DevOps

Blue/Green vs Canary Deployments: When and How to Use Each

BlueGreen Vs Canary Deployments When And How To Use Each

Introduction

Deploying updates to production systems can be risky. A single bad release can cause downtime, break user functionality, or lose revenue. That’s why modern teams rely on progressive deployment strategies like Blue/Green and Canary. Both approaches aim to release new versions safely, but they differ in how traffic is switched and validated. In this comprehensive guide, we’ll explain how each strategy works, provide real implementation examples with Kubernetes and Argo Rollouts, and help you choose the right approach for your applications.

### RECORD EXCERPTS
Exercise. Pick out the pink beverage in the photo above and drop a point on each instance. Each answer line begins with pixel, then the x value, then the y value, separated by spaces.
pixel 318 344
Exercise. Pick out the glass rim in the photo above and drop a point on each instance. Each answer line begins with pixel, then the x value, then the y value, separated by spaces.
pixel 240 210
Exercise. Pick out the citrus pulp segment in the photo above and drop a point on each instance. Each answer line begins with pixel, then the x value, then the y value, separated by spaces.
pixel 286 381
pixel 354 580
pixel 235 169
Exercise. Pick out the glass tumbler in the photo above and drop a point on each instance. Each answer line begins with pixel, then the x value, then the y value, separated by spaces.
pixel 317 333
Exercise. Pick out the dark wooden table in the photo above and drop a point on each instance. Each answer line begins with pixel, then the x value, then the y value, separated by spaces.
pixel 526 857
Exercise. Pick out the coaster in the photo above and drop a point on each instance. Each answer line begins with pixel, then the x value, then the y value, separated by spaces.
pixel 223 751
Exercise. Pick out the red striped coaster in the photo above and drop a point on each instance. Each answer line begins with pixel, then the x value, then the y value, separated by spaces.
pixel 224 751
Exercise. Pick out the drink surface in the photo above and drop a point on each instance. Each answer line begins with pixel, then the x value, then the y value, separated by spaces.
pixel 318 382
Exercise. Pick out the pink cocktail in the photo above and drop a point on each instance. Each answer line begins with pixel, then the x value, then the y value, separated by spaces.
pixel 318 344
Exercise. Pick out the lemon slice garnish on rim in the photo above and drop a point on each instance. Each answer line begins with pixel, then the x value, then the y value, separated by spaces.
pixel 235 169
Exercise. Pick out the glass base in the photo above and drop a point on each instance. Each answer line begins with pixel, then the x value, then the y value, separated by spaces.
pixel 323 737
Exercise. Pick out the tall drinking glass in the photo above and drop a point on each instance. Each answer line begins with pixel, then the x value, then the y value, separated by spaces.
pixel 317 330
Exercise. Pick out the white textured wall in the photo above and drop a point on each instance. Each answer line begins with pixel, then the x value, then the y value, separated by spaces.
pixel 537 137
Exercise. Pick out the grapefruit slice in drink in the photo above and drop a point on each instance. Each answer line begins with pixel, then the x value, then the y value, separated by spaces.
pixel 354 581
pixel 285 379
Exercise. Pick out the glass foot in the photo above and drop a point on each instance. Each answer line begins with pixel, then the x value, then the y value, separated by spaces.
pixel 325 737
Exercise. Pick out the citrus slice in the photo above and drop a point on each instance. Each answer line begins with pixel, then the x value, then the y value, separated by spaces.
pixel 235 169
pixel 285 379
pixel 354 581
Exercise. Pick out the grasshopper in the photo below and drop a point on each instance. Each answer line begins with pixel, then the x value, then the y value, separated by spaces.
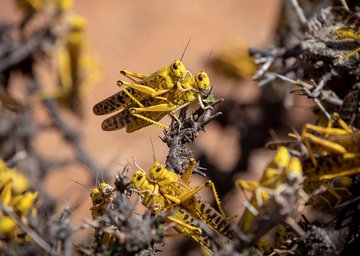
pixel 351 29
pixel 177 190
pixel 276 195
pixel 350 109
pixel 186 224
pixel 332 172
pixel 101 197
pixel 272 177
pixel 154 109
pixel 152 85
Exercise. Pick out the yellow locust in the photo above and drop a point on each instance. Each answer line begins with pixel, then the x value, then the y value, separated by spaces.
pixel 152 109
pixel 177 190
pixel 186 224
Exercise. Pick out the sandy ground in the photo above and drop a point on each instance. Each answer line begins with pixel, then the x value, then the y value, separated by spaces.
pixel 144 36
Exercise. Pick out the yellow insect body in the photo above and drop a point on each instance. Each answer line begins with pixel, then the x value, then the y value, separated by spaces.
pixel 273 176
pixel 152 199
pixel 343 141
pixel 332 172
pixel 154 109
pixel 178 191
pixel 152 85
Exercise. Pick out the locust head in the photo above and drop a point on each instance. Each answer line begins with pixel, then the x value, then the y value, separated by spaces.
pixel 177 69
pixel 202 83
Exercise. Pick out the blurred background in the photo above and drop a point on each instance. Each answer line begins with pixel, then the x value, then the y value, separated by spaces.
pixel 143 37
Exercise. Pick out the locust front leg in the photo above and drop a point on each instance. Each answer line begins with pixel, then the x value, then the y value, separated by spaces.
pixel 164 107
pixel 191 192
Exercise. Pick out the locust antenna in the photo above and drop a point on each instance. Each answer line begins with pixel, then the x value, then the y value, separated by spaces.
pixel 153 149
pixel 208 60
pixel 182 56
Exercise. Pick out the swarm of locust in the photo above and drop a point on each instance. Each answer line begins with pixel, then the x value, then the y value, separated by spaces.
pixel 148 98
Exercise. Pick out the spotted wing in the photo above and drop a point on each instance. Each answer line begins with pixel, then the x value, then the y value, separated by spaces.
pixel 117 101
pixel 350 109
pixel 133 123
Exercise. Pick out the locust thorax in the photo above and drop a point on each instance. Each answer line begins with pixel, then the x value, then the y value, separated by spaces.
pixel 202 82
pixel 159 173
pixel 177 69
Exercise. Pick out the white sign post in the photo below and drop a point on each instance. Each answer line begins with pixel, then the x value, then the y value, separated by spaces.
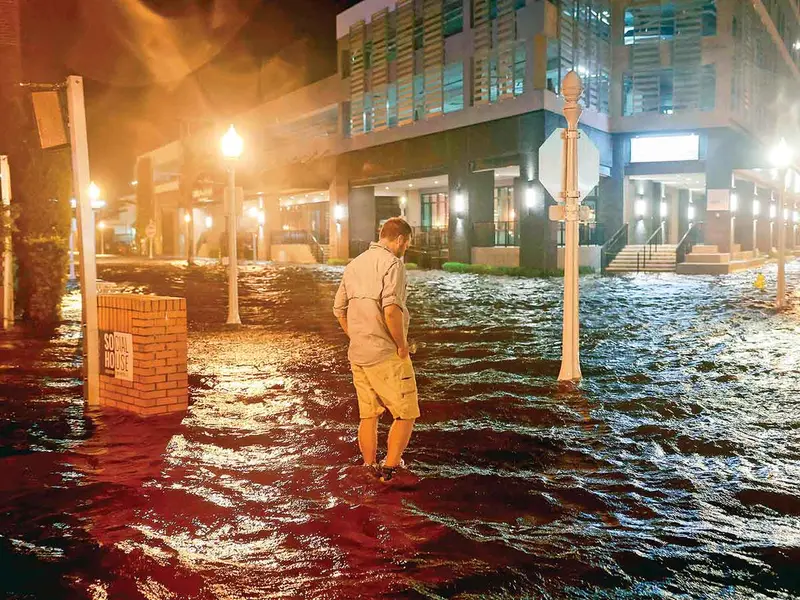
pixel 8 267
pixel 570 181
pixel 88 267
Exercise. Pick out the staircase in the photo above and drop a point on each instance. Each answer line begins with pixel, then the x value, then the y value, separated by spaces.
pixel 641 258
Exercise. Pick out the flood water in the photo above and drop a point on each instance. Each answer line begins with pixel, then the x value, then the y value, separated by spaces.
pixel 672 472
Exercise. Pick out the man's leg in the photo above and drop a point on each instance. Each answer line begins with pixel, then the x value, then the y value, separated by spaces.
pixel 399 435
pixel 368 440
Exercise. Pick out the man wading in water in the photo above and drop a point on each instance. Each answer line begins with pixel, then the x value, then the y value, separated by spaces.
pixel 371 308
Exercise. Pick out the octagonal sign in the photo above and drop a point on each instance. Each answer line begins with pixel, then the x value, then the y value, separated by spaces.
pixel 551 164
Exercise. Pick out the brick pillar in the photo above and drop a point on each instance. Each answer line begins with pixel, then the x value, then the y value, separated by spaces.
pixel 143 349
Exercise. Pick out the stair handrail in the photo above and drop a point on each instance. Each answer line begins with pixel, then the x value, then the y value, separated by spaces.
pixel 609 250
pixel 685 245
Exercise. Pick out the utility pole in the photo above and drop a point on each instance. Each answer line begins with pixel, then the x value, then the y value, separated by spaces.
pixel 570 352
pixel 88 267
pixel 8 264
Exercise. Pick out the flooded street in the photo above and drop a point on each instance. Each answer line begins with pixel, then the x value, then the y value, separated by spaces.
pixel 673 472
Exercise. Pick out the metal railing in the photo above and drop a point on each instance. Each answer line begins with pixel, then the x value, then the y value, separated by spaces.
pixel 689 239
pixel 589 234
pixel 294 236
pixel 613 247
pixel 490 234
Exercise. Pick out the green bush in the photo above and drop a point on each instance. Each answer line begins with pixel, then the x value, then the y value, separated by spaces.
pixel 455 267
pixel 43 280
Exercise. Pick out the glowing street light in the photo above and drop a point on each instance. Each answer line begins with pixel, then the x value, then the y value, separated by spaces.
pixel 781 158
pixel 102 227
pixel 232 146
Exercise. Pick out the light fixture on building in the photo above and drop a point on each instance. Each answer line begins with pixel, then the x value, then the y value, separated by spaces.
pixel 530 197
pixel 640 208
pixel 460 205
pixel 338 213
pixel 232 144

### EXERCISE REQUIREMENTS
Reproduce the part of the deployment strategies text from "Introduction" up to and including "for your applications.". The records are from a separate source.

### THE OUTPUT
Introduction

Deploying updates to production systems can be risky. A single bad release can cause downtime, break user functionality, or lose revenue. That’s why modern teams rely on progressive deployment strategies like Blue/Green and Canary. Both approaches aim to release new versions safely, but they differ in how traffic is switched and validated. In this comprehensive guide, we’ll explain how each strategy works, provide real implementation examples with Kubernetes and Argo Rollouts, and help you choose the right approach for your applications.